Впрочем, все сходятся на том, что с поврежденным "Олегом" вместе прорваться бы не удалось, но что аврорцы сумели бы погибнуть не хуже других. "Иная нам досталась доля"... Дравшиеся в течение дня, как дай Бог всякому, удачно избегнувшие ночью по окончании боя стольких атак, мечтавшие лишь о том, чтобы в бою, как на всех авральных работах взять первый приз или пойти ко дну с гордо поднятыми флагами под звуки судового оркестра... вместо этого мы отступаем, отступаем за неимением своего в чужой порт, где, весьма возможно, нам грозит "нейтрализация" {Интернирование (Ред.).}. Но разве кто-нибудь из нас боится, дрогнул перед лицом смерти? Разве мы охвачены паникой? Бежим стремглав, очертя голову, с одним только желанием спастись, спастись? Ничего подобного нет и в помине.
★ ★ ★
→ ЗАДАНИЯ:
(a) Выпишите все вопросительные предложения из отрывка об аврорцах.
(b) Продолжите отрывок об аврорцах с того места, где он заканчивается.

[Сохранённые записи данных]
★ ★ ★
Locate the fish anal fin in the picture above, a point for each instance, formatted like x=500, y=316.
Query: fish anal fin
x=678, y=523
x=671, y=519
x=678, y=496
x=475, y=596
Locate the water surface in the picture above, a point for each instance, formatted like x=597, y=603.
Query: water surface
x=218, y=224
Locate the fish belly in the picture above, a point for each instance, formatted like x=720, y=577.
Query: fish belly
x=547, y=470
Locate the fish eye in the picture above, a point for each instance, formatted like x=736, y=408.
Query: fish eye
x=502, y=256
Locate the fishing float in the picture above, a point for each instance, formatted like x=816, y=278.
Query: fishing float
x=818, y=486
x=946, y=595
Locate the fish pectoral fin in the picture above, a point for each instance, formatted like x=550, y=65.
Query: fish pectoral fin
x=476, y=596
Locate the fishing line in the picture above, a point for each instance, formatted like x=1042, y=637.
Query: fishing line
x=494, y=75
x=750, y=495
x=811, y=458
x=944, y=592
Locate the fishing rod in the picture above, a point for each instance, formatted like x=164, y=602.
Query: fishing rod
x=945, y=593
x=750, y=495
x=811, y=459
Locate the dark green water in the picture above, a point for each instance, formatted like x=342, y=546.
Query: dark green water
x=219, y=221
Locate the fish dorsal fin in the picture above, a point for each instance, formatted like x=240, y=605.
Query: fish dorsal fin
★ ★ ★
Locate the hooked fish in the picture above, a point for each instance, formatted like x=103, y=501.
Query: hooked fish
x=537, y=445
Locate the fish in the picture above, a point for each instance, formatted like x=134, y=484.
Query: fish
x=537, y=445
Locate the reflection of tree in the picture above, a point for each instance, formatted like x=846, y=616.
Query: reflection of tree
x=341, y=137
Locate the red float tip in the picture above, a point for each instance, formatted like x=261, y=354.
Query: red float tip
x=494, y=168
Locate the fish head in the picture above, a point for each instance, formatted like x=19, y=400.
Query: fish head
★ ★ ★
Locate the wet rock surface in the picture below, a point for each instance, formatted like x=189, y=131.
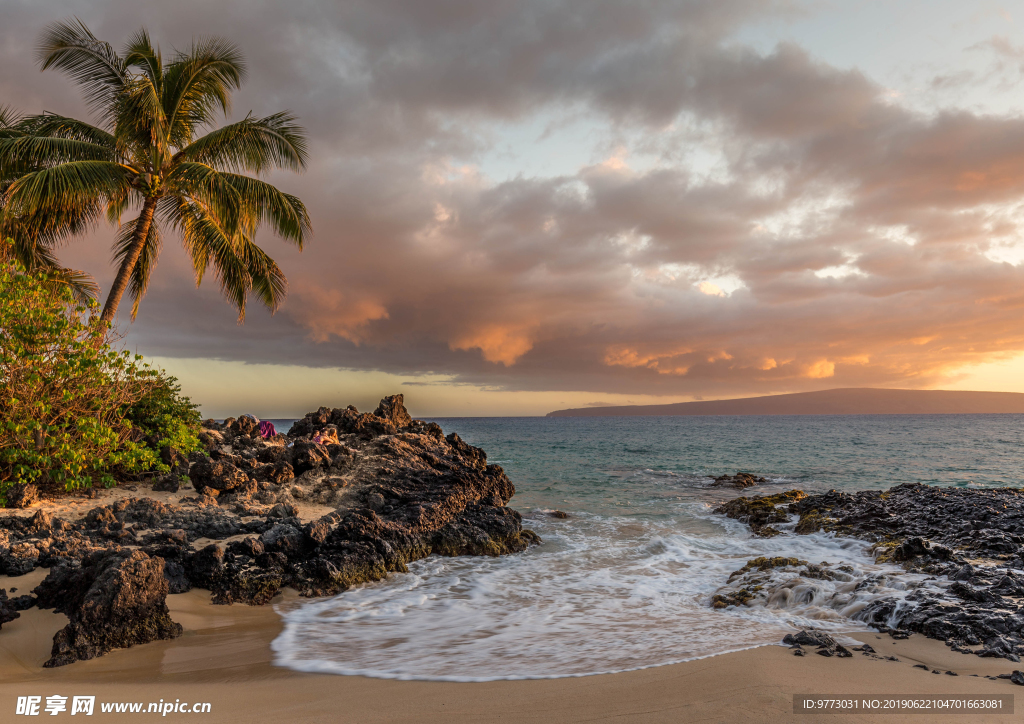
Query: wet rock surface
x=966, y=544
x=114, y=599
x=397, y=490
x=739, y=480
★ ★ ★
→ ОТВЕТЫ:
(a)
1. Но разве кто-нибудь из нас боится, дрогнул перед лицом смерти?
2. Разве мы охвачены паникой?
3. Бежим стремглав, очертя голову, с одним только желанием спастись, спастись?

(b)
За эти дни я совсем отстал от кают-компанейской жизни, двигаюсь, как во сне, и живу только интересами этих несчастных Морозовых, Ледяевых и др. Адмирал занял командирское помещение, а его штаб - мою двойную светлую и просторную каюту. Вестовой наскоро свалил мои вещи в маленькую ординарную каютку, и я с трудом разбираюсь в своих записях, историях болезни, температурных листках - повернуться негде. Бедный попка заброшен, пищит целый день.
19 мая. Обогнув северо-западный мыс Лусона, легли [на курс] вдоль западных его берегов. У "Олега" всего-навсего 150 тонн! Не дойдет! Адмирал решил зайти в лежащий по пути до Манилы американский порт Суал, рассчитывая, на основании указаний лоций, найти там уголь, кое-какие запасы и госпиталь, в который можно было бы сдать наиболее тяжелых раненых. В пять часов пополудни встретили немецкий пароход, который поднял сигнал: "Встретил "Днепр" в широте 19°N и долготе 120°О". Поблагодарили его сигналом.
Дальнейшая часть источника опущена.